What you should do: Tally the lines in the listing below that include "order". Answer with the count and nothing more.

==== Input material

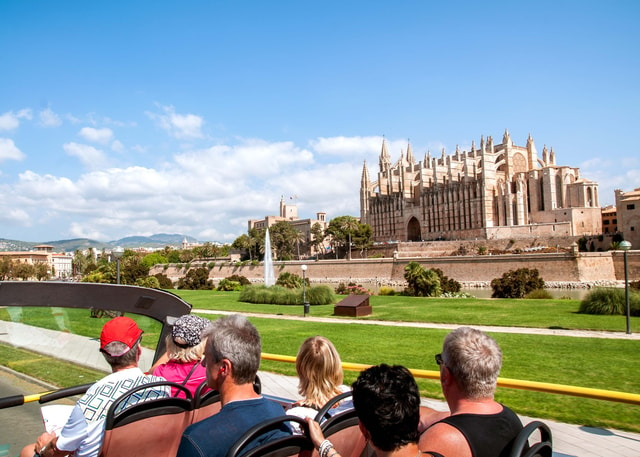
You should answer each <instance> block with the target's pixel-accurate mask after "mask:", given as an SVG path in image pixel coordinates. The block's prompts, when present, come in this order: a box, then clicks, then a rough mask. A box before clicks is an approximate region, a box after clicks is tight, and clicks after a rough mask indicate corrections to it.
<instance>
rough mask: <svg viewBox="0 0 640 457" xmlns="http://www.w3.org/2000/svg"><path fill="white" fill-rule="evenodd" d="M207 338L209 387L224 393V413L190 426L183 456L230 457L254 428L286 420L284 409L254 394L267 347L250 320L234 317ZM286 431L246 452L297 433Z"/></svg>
mask: <svg viewBox="0 0 640 457" xmlns="http://www.w3.org/2000/svg"><path fill="white" fill-rule="evenodd" d="M202 338H203V339H206V340H207V343H206V346H205V351H204V360H203V362H202V363H203V365H204V366H205V368H206V369H207V385H208V386H209V387H210V388H212V389H214V390H217V391H218V392H220V402H221V404H222V409H221V410H220V412H219V413H218V414H214V415H213V416H211V417H208V418H206V419H203V420H201V421H200V422H196V423H195V424H192V425H190V426H189V427H187V429H186V430H185V431H184V433H183V434H182V440H181V441H180V447H179V448H178V454H177V455H178V457H204V456H207V457H218V456H220V457H224V456H225V455H226V454H227V452H228V451H229V449H230V448H231V446H233V444H234V443H235V442H236V440H237V439H238V438H240V437H241V436H242V435H243V434H244V432H246V431H247V430H249V429H250V428H251V427H253V426H254V425H257V424H259V423H260V422H263V421H265V420H267V419H271V418H274V417H278V416H283V415H284V409H283V408H282V406H281V405H279V404H278V403H276V402H273V401H271V400H268V399H266V398H264V397H262V396H261V395H259V394H257V393H256V392H255V391H254V388H253V382H254V381H255V378H256V374H257V373H258V368H259V367H260V355H261V351H262V345H261V342H260V334H259V333H258V330H257V329H256V328H255V327H254V326H253V325H252V324H251V323H250V322H249V321H248V320H247V319H246V318H245V317H243V316H241V315H238V314H234V315H231V316H227V317H222V318H220V319H217V320H215V321H213V322H212V324H211V325H210V326H209V327H208V328H207V329H206V330H205V331H204V332H203V333H202ZM284 427H285V428H284V429H281V430H275V431H272V432H269V433H266V434H264V435H262V436H260V437H258V438H257V439H256V440H254V441H253V442H252V443H250V444H249V445H248V446H247V448H246V450H248V449H251V448H252V447H255V446H258V445H259V444H261V443H264V442H266V441H269V440H271V439H274V438H277V437H279V436H282V435H285V434H291V431H290V430H289V429H288V428H286V426H284Z"/></svg>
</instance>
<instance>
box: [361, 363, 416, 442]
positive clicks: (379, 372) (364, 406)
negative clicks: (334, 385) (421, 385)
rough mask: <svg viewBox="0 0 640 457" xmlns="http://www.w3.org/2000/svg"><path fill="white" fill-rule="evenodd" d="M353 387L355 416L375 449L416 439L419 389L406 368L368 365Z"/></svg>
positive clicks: (409, 371)
mask: <svg viewBox="0 0 640 457" xmlns="http://www.w3.org/2000/svg"><path fill="white" fill-rule="evenodd" d="M352 388H353V406H354V408H355V410H356V414H357V415H358V419H360V422H362V425H364V427H365V428H366V429H367V430H368V431H369V433H370V434H371V442H372V443H373V444H374V445H375V446H376V447H377V448H378V449H380V450H382V451H385V452H390V451H394V450H397V449H399V448H401V447H403V446H406V445H407V444H410V443H417V442H418V438H419V433H418V423H419V422H420V392H419V390H418V385H417V384H416V381H415V379H414V378H413V375H412V374H411V372H410V371H409V370H408V369H406V368H405V367H403V366H400V365H394V366H389V365H386V364H381V365H376V366H373V367H371V368H367V369H366V370H364V371H363V372H361V373H360V375H359V376H358V379H357V380H356V381H355V382H354V383H353V385H352Z"/></svg>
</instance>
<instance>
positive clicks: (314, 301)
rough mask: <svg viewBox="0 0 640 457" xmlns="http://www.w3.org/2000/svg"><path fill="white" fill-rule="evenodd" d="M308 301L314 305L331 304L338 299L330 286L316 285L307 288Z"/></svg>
mask: <svg viewBox="0 0 640 457" xmlns="http://www.w3.org/2000/svg"><path fill="white" fill-rule="evenodd" d="M307 301H308V302H309V303H310V304H312V305H329V304H331V303H334V302H335V301H336V296H335V294H334V293H333V290H332V289H331V287H329V286H314V287H309V288H308V289H307Z"/></svg>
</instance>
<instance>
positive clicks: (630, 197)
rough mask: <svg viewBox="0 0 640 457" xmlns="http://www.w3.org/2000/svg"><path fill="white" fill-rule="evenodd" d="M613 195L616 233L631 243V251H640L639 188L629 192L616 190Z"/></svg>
mask: <svg viewBox="0 0 640 457" xmlns="http://www.w3.org/2000/svg"><path fill="white" fill-rule="evenodd" d="M615 195H616V212H617V213H618V231H620V232H622V236H623V237H624V239H625V240H626V241H629V242H630V243H631V249H640V188H638V189H634V190H632V191H630V192H622V191H621V190H620V189H616V190H615Z"/></svg>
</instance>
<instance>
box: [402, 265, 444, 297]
mask: <svg viewBox="0 0 640 457" xmlns="http://www.w3.org/2000/svg"><path fill="white" fill-rule="evenodd" d="M404 279H406V281H407V284H408V285H407V287H406V288H405V290H404V291H405V294H407V295H410V296H414V297H439V296H440V294H441V293H442V289H441V287H440V277H439V276H438V274H437V273H436V272H435V271H433V270H425V269H424V268H423V267H422V265H420V264H419V263H418V262H409V263H408V264H407V265H406V266H405V267H404Z"/></svg>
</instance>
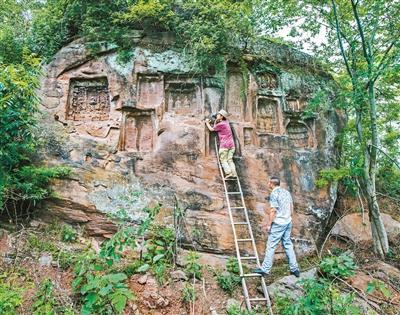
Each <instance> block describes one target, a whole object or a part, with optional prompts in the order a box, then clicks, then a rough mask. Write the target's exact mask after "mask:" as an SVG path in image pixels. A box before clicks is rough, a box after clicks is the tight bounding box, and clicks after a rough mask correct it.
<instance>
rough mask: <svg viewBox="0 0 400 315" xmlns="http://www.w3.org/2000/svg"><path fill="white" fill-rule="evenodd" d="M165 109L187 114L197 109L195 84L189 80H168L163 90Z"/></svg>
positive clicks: (196, 91)
mask: <svg viewBox="0 0 400 315" xmlns="http://www.w3.org/2000/svg"><path fill="white" fill-rule="evenodd" d="M165 98H166V103H167V110H168V111H173V112H175V113H179V114H189V113H192V112H194V111H195V110H196V109H197V103H198V101H197V86H196V84H195V83H191V82H169V83H167V86H166V90H165Z"/></svg>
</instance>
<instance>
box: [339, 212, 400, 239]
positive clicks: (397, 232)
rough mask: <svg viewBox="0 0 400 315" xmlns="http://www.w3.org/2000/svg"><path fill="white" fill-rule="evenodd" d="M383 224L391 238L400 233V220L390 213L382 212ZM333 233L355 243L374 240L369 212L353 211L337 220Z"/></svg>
mask: <svg viewBox="0 0 400 315" xmlns="http://www.w3.org/2000/svg"><path fill="white" fill-rule="evenodd" d="M381 215H382V220H383V224H384V225H385V228H386V232H387V234H388V237H389V239H390V240H394V239H395V238H396V236H397V235H399V234H400V222H398V221H396V220H394V219H393V218H392V217H391V216H390V215H388V214H385V213H382V214H381ZM331 233H332V235H339V236H343V237H347V238H349V239H350V240H352V241H353V242H355V243H358V242H362V241H370V240H372V232H371V224H370V222H369V218H368V213H365V214H364V216H363V215H362V214H361V213H352V214H348V215H346V216H345V217H343V218H342V219H341V220H339V221H338V222H336V224H335V226H334V227H333V229H332V232H331Z"/></svg>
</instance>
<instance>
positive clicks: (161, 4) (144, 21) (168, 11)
mask: <svg viewBox="0 0 400 315" xmlns="http://www.w3.org/2000/svg"><path fill="white" fill-rule="evenodd" d="M173 6H174V1H170V0H150V1H148V0H147V1H144V0H138V1H137V2H136V3H135V4H132V5H131V6H129V8H128V10H127V11H126V12H125V13H123V14H120V15H119V16H118V18H117V21H120V22H121V23H129V24H130V25H131V26H133V27H135V28H138V29H144V30H153V31H154V30H168V29H169V28H170V27H169V26H170V25H173V23H174V21H175V19H176V14H175V12H174V11H173Z"/></svg>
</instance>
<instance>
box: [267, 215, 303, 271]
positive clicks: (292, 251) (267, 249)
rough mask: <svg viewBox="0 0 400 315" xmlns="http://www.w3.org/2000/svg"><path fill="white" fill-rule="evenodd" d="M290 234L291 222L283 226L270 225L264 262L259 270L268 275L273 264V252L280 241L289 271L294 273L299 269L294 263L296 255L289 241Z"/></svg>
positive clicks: (275, 248) (273, 261) (291, 243)
mask: <svg viewBox="0 0 400 315" xmlns="http://www.w3.org/2000/svg"><path fill="white" fill-rule="evenodd" d="M291 232H292V222H290V223H288V224H284V225H279V224H276V223H272V226H271V230H270V232H269V236H268V241H267V248H266V250H265V258H264V262H263V263H262V265H261V269H262V270H263V271H264V272H266V273H269V272H270V271H271V268H272V264H273V262H274V254H275V250H276V248H277V247H278V244H279V242H280V241H281V240H282V245H283V248H284V249H285V253H286V257H287V258H288V260H289V268H290V271H295V270H297V269H298V268H299V266H298V265H297V261H296V254H295V253H294V249H293V244H292V240H291V239H290V233H291Z"/></svg>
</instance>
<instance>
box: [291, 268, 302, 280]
mask: <svg viewBox="0 0 400 315" xmlns="http://www.w3.org/2000/svg"><path fill="white" fill-rule="evenodd" d="M290 274H291V275H294V276H295V277H296V278H299V277H300V270H299V269H296V270H294V271H291V272H290Z"/></svg>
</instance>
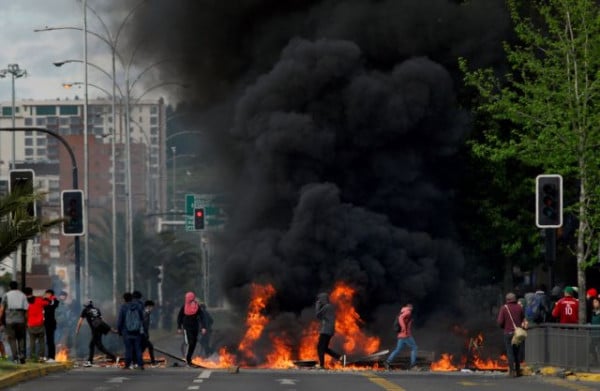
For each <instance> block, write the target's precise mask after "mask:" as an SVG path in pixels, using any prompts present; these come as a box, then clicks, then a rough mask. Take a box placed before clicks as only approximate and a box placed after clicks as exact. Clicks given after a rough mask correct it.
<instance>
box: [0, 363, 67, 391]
mask: <svg viewBox="0 0 600 391" xmlns="http://www.w3.org/2000/svg"><path fill="white" fill-rule="evenodd" d="M43 365H44V366H41V367H39V368H22V369H21V368H18V367H17V368H18V369H16V370H15V371H14V372H12V373H9V374H6V375H3V376H0V389H2V388H7V387H11V386H14V385H15V384H17V383H20V382H22V381H25V380H30V379H35V378H37V377H42V376H46V375H48V374H50V373H55V372H61V371H66V370H69V369H71V368H73V363H72V362H65V363H55V364H54V363H53V364H43Z"/></svg>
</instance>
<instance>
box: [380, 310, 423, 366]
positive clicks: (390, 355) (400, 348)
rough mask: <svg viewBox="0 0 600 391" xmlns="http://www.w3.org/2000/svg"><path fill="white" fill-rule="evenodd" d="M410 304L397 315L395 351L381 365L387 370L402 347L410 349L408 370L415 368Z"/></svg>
mask: <svg viewBox="0 0 600 391" xmlns="http://www.w3.org/2000/svg"><path fill="white" fill-rule="evenodd" d="M412 310H413V306H412V304H407V305H405V306H404V307H402V309H401V310H400V313H399V314H398V325H399V328H400V330H399V331H398V334H397V338H398V343H397V344H396V349H394V351H393V352H392V353H390V355H389V356H388V358H387V359H386V360H385V361H384V362H383V365H384V366H385V368H386V369H387V370H389V369H390V364H391V363H392V362H393V361H394V359H395V358H396V356H397V355H398V353H400V351H401V350H402V348H403V347H404V345H406V346H408V347H409V348H410V368H411V369H413V368H416V364H417V343H416V342H415V339H414V338H413V336H412V321H413V319H412Z"/></svg>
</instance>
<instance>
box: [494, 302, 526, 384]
mask: <svg viewBox="0 0 600 391" xmlns="http://www.w3.org/2000/svg"><path fill="white" fill-rule="evenodd" d="M505 300H506V304H505V305H503V306H502V307H500V311H498V319H497V322H498V326H500V327H501V328H502V329H503V330H504V347H505V349H506V356H507V357H508V369H509V371H508V375H509V376H511V377H517V376H521V362H520V360H519V357H521V349H522V347H523V344H522V343H521V344H518V345H513V344H512V337H513V335H514V333H515V326H518V327H523V328H527V320H525V312H524V311H523V307H522V306H521V305H520V304H519V303H517V295H515V294H514V293H512V292H510V293H507V294H506V298H505Z"/></svg>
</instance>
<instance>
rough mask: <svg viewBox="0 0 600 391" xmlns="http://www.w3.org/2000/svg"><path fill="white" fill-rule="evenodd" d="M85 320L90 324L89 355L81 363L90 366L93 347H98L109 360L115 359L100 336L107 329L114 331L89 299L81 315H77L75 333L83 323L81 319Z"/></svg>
mask: <svg viewBox="0 0 600 391" xmlns="http://www.w3.org/2000/svg"><path fill="white" fill-rule="evenodd" d="M84 319H85V320H87V322H88V324H89V325H90V329H91V331H92V339H91V340H90V344H89V349H90V350H89V355H88V360H87V361H86V362H85V363H84V364H83V366H84V367H91V366H92V364H93V362H94V348H98V350H100V351H101V352H102V353H104V354H106V355H107V356H108V358H109V360H111V361H116V360H117V356H115V355H114V354H113V353H111V352H110V351H108V349H106V348H105V347H104V345H103V344H102V336H103V335H104V334H107V333H108V332H109V331H113V332H115V330H112V329H111V327H110V326H109V325H108V324H106V322H104V320H103V319H102V314H101V313H100V310H99V309H98V308H96V307H94V304H93V303H92V302H91V301H90V302H88V304H87V305H86V306H85V307H84V308H83V310H82V311H81V315H80V316H79V321H78V322H77V328H76V329H75V334H79V329H80V328H81V325H82V324H83V320H84Z"/></svg>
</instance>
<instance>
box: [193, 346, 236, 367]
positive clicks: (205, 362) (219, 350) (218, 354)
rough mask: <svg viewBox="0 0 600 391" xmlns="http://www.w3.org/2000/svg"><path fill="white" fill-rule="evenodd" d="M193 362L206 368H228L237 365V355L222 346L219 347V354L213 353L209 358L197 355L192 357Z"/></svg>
mask: <svg viewBox="0 0 600 391" xmlns="http://www.w3.org/2000/svg"><path fill="white" fill-rule="evenodd" d="M192 363H194V364H196V365H200V366H201V367H204V368H211V369H214V368H227V367H231V366H234V365H235V356H234V355H233V354H231V353H229V352H227V348H225V347H222V348H221V349H219V354H218V355H213V356H211V357H209V358H202V357H200V356H197V357H194V358H193V359H192Z"/></svg>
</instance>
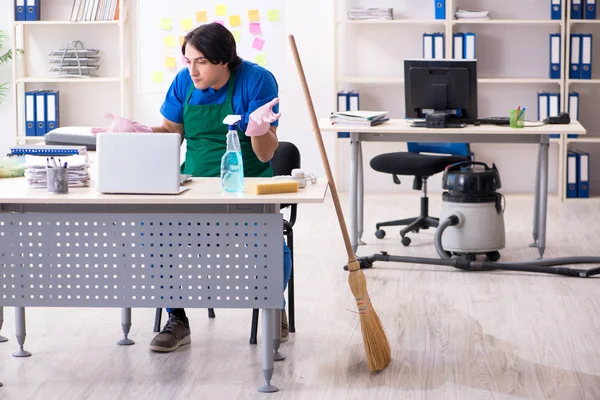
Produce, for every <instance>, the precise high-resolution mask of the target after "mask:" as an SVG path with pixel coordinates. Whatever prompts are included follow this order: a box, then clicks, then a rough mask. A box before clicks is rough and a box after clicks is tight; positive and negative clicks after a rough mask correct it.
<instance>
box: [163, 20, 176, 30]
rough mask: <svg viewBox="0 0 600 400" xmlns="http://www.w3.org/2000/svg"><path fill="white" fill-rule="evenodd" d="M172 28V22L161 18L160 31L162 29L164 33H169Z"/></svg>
mask: <svg viewBox="0 0 600 400" xmlns="http://www.w3.org/2000/svg"><path fill="white" fill-rule="evenodd" d="M172 27H173V20H172V19H171V18H161V19H160V29H164V30H165V31H170V30H171V28H172Z"/></svg>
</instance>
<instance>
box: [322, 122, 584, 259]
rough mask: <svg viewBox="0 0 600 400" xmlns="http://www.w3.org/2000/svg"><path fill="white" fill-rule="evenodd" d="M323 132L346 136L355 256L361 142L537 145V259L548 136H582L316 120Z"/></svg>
mask: <svg viewBox="0 0 600 400" xmlns="http://www.w3.org/2000/svg"><path fill="white" fill-rule="evenodd" d="M319 128H320V129H321V131H323V132H334V133H337V132H350V240H351V242H352V248H353V249H354V251H355V252H356V251H357V249H358V245H359V244H361V242H360V238H361V236H362V233H363V230H364V228H363V208H364V201H363V192H364V189H363V162H362V148H361V142H458V143H460V142H466V143H533V144H539V150H538V161H537V172H536V189H535V201H534V214H533V215H534V218H533V219H534V220H533V240H534V245H535V246H537V248H538V250H539V254H540V257H541V256H543V254H544V250H545V248H546V209H547V203H548V148H549V143H550V140H549V137H550V135H551V134H577V135H584V134H585V133H586V131H585V129H584V128H583V127H582V126H581V124H580V123H579V122H576V121H575V122H571V124H569V125H545V126H539V127H526V128H523V129H513V128H510V127H508V126H492V125H485V126H468V127H466V128H450V129H427V128H413V127H411V126H410V122H409V121H407V120H404V119H390V120H389V121H388V122H386V123H384V124H381V125H377V126H373V127H361V126H348V125H346V126H344V125H332V124H331V122H330V121H329V119H328V118H321V119H319Z"/></svg>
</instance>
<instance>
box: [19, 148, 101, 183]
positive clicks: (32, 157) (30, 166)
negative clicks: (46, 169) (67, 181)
mask: <svg viewBox="0 0 600 400" xmlns="http://www.w3.org/2000/svg"><path fill="white" fill-rule="evenodd" d="M54 159H55V160H56V161H57V162H58V163H59V164H61V166H63V165H64V164H65V163H66V164H67V176H68V180H69V187H84V186H89V182H90V174H89V172H88V164H89V160H88V157H87V156H86V155H73V156H62V157H55V158H54ZM25 164H26V165H27V168H26V169H25V179H26V180H27V184H28V185H29V187H32V188H45V187H47V178H46V168H47V165H48V158H47V157H41V156H34V155H26V156H25Z"/></svg>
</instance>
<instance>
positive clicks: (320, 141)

========

Exercise answer: 3